** start **

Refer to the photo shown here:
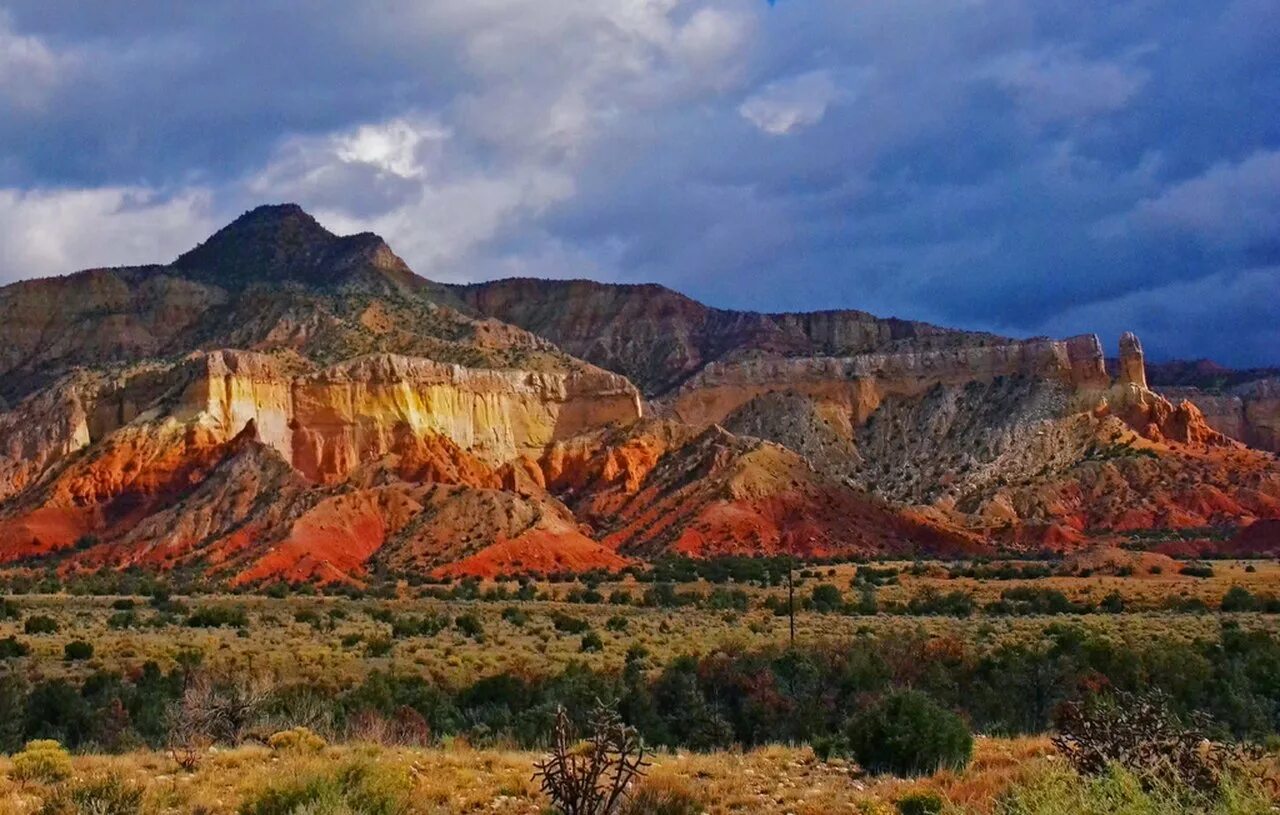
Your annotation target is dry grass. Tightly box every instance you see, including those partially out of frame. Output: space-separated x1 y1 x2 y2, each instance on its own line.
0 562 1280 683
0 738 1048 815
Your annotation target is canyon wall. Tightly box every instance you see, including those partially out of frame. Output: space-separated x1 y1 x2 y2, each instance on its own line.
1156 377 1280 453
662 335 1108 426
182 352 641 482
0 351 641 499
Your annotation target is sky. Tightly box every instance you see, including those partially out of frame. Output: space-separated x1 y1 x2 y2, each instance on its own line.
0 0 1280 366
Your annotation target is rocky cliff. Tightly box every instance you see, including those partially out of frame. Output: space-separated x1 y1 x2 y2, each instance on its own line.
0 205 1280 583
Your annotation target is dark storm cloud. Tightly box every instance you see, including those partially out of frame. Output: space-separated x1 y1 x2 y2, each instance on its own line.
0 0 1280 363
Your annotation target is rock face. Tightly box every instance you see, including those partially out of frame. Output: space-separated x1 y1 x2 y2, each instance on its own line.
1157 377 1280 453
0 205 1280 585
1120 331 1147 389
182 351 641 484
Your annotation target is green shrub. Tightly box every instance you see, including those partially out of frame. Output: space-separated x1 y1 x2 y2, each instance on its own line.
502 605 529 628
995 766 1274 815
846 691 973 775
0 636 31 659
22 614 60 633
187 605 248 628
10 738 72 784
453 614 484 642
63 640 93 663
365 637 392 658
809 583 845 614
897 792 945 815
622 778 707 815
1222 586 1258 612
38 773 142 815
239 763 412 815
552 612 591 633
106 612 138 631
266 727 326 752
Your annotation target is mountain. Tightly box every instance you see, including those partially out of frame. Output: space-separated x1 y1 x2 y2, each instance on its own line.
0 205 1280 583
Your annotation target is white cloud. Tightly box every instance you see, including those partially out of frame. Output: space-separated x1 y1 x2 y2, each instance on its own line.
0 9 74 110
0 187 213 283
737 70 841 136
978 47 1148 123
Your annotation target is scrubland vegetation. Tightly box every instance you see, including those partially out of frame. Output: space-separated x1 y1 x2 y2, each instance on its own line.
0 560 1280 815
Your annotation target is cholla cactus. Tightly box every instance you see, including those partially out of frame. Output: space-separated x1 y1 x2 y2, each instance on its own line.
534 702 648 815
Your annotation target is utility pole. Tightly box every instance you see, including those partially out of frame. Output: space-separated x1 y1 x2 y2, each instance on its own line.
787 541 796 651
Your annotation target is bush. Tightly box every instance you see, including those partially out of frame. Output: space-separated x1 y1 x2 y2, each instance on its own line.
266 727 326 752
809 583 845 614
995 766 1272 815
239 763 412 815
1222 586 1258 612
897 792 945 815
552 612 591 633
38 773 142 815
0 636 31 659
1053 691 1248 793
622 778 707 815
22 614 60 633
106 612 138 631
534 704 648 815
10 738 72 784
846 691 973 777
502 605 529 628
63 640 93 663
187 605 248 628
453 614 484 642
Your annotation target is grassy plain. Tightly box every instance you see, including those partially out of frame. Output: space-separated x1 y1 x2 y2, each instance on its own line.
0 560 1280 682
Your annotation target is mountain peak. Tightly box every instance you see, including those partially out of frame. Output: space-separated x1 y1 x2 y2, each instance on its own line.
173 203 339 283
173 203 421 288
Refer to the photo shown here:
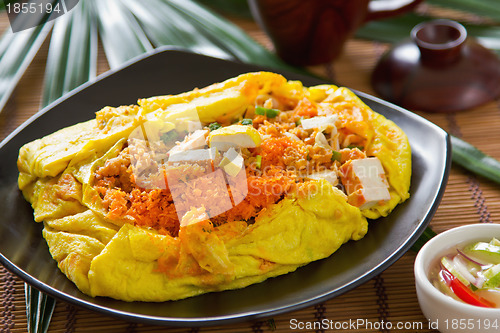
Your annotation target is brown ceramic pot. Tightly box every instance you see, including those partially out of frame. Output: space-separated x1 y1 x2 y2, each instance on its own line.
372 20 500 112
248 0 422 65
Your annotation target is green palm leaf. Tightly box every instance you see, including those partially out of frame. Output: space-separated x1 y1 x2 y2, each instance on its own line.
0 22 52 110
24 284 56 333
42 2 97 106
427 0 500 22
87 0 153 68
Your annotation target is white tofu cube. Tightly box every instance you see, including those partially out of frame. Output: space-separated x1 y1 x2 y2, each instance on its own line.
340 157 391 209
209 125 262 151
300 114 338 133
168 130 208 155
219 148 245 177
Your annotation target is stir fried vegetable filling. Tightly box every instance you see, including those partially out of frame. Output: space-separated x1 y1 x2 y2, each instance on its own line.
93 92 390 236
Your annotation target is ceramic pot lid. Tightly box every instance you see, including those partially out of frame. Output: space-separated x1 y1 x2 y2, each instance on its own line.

** end **

§ **What you are asked to do**
Rewrite every line of the entries from the line containing "Your annotation target is rock face." through the line containing "0 560 1280 815", adding 113 to each bounding-box coordinate and leaving all other text unchanged.

§ **Written answer**
Your annotation target is rock face. Tightly box every instance you see, including those partially out of frame. Output: space-separated x1 y1 x2 y2, each instance on its own line.
1270 490 1393 566
113 318 1393 698
1233 444 1260 502
295 464 754 597
Your annotation target is green shrub. Tightly box every instance you see, including those partially out of frame. Output: space-separated x1 y1 x2 y2, each instance on its own line.
615 718 642 741
1108 879 1387 928
959 804 1086 888
113 749 144 772
135 727 173 746
300 718 361 741
123 851 185 897
566 727 597 755
176 753 206 776
478 750 505 771
922 696 958 727
1010 905 1058 928
735 891 820 928
1335 699 1371 725
151 886 255 928
352 876 525 928
665 725 704 746
219 725 251 744
379 840 439 865
Your annotation target is mountain. Tightly box every instance you see, including those partially out of frame. Output: space-separated x1 y1 x2 y2, each instance on its own line.
113 318 1393 696
Your annotation target is white cloud. Tightly box every instance you see, including those partially out of frame. Output: space-separated x1 y1 x2 y2, each instance on its own line.
113 122 187 223
113 300 326 396
850 183 954 249
1091 160 1261 236
Your annotation target is scrubland vegetation. Tightly box every instance you see, including those partially out of frame. Output: space-separated x1 y1 x2 y2, each instance on its own line.
113 673 1393 928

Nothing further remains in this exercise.